### [Given text]

## Start

[PATCH] D156312: [analyzer] Upstream BitwiseShiftChecker

DonĂ¡t Nagy via Phabricator via cfe-commits cfe-commits at lists.llvm.org
Wed Aug 9 04:39:57 PDT 2023


donat.nagy planned changes to this revision.
donat.nagy marked 5 inline comments as done.
donat.nagy added a comment.

I'll soon upload a refactored version.



================
Comment at: clang/docs/analyzer/checkers.rst:44-50
+Moreover, if the pedantic mode is activated by
+``-analyzer-config core.BitwiseShift:Pedantic=true``, then this checker also
+reports situations where the _left_ operand of a shift operator is negative or
+overflow occurs during the right shift of a signed value. (Most compilers
+handle these predictably, but the C standard and the C++ standards before C++20
+say that they're undefined behavior. In the C++20 standard these constructs are
+well-defined, so activating pedantic mode in C++20 has no effect.)
----------------
steakhal wrote:
> I believe shifting out the "sign bit" is UB because the representation of the signed integer type was not defined.
> Prior C++20 (?), it was allowed to represent signed integer types as `two's-complement` (virtually every platform uses this), `one's complement`, `sign-magnitude`. [[ https://en.wikipedia.org/wiki/Signed_number_representations | Wiki ]].
> And it turns out, all these three representations behave differently with negative values.
> Check out [[ https://youtu.be/JhUxIVf1qok?t=2089 | JF's talk ]] from 2018 about this.
> 
> I'd need to think about the relevance of C++20 in this context, but here is what I think of now:
> My idea is that the observed behavior is not influenced by the "standard", rather by the time we released C++20, they realized that no actual platform uses weird signed integer representations.
> Given this observation, I'd argue that we shouldn't have this flag at all.
Thanks for the background information! I knew the rough outlines of the situation, but your links provided interesting details.

I agree that the non-pedantic mode is the "sane mode" that reflects the real behavior of the hardware; but the standards (with the exception of C++20) explicitly declare that signed shift overflow and shifting negative values is UB and there may be secondary requirements like [[ https://wiki.sei.cmu.edu/confluence/display/c/INT32-C.+Ensure+that+operations+on+signed+integers+do+not+result+in+overflow | SEI-CERT rule INT32-C  ]] that demand compliance to the standards.

I don't think that I'd spend time on implementing pedantic mode because there are more important things to do, but as we already have this feature, I think we should release it as an off-by-default option.



================
Comment at: clang/docs/analyzer/checkers.rst:81
+
+Ensure the shift operands are in proper range before shifting.
+
----------------
steakhal wrote:
> We should exactly elaborate on what "proper" means here.
What would you suggest? I could try to write a slightly longer suggestion, but I don't want to repeat the same conditions that I listed above the code example.


================
Comment at: clang/lib/StaticAnalyzer/Checkers/BitwiseShiftChecker.cpp:142
+                                              BinaryOperator::Opcode Comparison,
+                                              long long Limit) {
+  SValBuilder &SVB = Ctx.getSValBuilder();
----------------
steakhal wrote:
> One does not frequently see the `long long` type.

## End

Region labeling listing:
## Start

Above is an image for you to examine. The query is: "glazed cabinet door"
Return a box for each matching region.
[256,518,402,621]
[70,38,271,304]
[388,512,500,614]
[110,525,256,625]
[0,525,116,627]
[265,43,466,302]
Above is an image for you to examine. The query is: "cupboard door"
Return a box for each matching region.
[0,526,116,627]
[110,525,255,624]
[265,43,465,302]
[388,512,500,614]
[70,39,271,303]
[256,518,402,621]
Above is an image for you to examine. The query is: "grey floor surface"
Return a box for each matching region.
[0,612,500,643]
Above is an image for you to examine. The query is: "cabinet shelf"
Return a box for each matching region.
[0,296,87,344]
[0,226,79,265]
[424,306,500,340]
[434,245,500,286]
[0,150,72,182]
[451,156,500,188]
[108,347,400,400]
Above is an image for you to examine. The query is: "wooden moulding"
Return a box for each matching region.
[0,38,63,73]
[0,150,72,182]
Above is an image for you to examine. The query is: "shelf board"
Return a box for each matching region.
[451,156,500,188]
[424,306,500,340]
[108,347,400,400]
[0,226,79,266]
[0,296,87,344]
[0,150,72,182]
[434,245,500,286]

## End
## Start

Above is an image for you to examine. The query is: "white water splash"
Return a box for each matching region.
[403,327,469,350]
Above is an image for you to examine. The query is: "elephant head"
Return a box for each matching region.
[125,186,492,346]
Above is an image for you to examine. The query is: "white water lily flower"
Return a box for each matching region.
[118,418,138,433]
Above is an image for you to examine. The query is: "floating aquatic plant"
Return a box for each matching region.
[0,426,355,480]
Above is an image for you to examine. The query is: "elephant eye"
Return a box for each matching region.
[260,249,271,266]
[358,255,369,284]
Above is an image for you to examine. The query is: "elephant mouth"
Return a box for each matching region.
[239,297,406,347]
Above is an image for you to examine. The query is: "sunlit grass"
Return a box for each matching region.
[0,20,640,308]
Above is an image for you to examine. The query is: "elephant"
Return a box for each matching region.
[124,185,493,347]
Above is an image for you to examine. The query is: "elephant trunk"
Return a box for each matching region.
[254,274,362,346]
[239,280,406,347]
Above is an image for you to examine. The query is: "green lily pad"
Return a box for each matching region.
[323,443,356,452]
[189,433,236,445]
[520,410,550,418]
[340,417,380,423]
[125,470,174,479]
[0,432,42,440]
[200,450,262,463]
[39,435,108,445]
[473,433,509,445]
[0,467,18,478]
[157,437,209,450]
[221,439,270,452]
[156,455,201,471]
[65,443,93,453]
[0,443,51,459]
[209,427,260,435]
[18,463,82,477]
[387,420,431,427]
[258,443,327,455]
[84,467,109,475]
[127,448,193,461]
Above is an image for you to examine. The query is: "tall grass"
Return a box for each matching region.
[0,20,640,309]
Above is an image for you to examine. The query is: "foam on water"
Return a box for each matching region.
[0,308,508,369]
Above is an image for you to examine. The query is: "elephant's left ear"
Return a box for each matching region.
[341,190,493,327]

## End

### [To be done]
1 – From the patch review thread above, list every signed integer representation that the text names.
2 – Return the passage of the patch review thread that opens with the words containing "I don't think" and closes with "an off-by-default option.".

### [Answers to the problems]
1 –
- two's-complement
- one's complement
- sign-magnitude

2 –
I don't think that I'd spend time on implementing pedantic mode because there are more important things to do, but as we already have this feature, I think we should release it as an off-by-default option.